**WHAT THE TASK ASKS:**
Would you retype, word for word, the line with "Task: Where can the ceiling vent" and every line after it through the end of the records below?

**RECORDS FOR THIS TASK:**
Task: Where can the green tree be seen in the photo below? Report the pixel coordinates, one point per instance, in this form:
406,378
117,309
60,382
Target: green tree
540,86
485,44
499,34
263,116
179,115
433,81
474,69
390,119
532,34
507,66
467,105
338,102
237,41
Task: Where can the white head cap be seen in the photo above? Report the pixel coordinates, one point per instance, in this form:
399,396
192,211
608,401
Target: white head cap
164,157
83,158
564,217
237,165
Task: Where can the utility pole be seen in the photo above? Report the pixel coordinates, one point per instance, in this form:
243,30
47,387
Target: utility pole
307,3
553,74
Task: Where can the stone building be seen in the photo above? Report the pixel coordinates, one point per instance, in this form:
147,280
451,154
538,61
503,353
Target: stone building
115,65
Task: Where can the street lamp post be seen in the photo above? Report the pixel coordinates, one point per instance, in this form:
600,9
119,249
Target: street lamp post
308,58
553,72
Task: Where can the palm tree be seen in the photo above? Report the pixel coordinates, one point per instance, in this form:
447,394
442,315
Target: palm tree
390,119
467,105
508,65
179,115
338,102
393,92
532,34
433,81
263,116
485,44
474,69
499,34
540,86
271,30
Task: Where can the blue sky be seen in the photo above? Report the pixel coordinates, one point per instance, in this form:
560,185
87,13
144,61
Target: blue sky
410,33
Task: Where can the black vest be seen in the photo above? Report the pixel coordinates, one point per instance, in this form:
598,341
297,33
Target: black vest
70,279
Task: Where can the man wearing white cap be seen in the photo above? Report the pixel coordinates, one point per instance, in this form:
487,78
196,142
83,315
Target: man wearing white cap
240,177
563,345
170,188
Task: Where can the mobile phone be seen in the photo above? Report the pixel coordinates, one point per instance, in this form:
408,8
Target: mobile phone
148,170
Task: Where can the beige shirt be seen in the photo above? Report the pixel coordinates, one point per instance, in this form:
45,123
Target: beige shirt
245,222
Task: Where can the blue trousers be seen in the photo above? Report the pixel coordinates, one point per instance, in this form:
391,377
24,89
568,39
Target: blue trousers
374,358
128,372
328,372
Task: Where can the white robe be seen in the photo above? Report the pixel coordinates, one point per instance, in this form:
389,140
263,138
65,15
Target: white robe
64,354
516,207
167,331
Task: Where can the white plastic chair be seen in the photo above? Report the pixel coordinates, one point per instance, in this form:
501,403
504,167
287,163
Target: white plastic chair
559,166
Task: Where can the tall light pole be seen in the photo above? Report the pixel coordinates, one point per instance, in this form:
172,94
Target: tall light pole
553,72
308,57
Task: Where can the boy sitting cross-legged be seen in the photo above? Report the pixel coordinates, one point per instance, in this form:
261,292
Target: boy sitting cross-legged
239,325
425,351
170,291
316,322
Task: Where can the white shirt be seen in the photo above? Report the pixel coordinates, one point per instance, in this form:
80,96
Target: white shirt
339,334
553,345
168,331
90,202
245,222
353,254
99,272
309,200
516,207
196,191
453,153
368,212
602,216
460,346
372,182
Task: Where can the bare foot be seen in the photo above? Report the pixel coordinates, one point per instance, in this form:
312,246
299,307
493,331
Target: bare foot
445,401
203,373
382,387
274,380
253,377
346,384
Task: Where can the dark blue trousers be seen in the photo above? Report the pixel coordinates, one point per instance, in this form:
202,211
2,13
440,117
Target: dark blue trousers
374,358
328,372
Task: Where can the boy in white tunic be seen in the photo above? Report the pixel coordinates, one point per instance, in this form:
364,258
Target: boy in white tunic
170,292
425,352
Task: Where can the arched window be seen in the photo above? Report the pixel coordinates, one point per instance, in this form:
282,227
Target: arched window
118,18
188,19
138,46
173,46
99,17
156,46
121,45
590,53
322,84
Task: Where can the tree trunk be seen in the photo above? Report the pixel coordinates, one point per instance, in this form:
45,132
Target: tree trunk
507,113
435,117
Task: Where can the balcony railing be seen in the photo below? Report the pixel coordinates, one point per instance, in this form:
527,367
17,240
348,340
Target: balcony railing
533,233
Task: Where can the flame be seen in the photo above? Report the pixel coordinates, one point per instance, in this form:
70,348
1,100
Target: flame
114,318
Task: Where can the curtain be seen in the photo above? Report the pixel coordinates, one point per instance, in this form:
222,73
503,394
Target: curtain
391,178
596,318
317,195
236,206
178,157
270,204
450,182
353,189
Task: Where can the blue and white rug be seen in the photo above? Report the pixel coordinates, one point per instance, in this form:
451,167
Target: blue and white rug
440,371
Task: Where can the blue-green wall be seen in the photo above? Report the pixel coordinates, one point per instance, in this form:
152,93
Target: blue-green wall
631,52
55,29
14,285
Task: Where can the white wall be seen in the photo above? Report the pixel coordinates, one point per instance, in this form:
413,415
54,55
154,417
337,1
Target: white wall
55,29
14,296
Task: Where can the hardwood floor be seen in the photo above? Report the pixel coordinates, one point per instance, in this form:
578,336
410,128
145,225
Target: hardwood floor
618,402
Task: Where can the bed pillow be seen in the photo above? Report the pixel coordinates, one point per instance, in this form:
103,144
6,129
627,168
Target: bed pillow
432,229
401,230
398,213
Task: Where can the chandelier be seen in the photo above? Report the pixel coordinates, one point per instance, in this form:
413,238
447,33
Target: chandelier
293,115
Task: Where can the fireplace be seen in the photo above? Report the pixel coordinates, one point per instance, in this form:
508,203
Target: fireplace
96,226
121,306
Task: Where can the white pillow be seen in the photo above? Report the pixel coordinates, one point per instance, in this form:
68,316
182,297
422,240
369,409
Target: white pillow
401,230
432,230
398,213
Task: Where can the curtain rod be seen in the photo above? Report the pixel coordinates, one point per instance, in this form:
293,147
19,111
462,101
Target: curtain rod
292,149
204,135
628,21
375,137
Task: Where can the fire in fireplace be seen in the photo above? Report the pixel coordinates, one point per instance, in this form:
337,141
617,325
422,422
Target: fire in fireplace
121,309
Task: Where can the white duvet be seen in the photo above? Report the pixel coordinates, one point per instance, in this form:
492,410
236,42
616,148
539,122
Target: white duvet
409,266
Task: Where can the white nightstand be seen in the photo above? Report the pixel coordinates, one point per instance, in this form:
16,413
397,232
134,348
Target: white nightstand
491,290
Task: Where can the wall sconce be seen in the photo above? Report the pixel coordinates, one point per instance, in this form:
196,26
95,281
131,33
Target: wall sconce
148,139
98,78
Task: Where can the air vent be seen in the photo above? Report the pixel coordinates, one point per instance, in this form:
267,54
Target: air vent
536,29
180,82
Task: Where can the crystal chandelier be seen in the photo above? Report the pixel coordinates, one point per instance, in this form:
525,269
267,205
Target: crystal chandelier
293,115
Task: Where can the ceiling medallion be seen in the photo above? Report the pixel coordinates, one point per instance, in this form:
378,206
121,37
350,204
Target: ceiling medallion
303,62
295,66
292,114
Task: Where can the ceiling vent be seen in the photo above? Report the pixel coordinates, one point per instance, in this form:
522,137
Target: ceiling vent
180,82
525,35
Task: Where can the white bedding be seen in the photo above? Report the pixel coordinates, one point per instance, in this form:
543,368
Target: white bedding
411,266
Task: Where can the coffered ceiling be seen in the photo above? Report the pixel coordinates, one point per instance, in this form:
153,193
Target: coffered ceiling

**OUTPUT OF THE TASK:**
Task: Where can the ceiling vent be seen in the photo above? Report the pixel coordinates, one point per instance, in this form:
522,137
Target: ceiling vent
180,82
525,35
Task: Where can the white bedding be seen in the photo above? Report the pixel coordinates, one point per instance, in this form:
543,368
Target: white bedding
411,266
Task: Where can the coffered ceiling be seen in the photo above? Report the pixel coordinates, one point per instance, in this form:
153,193
Target: coffered ceiling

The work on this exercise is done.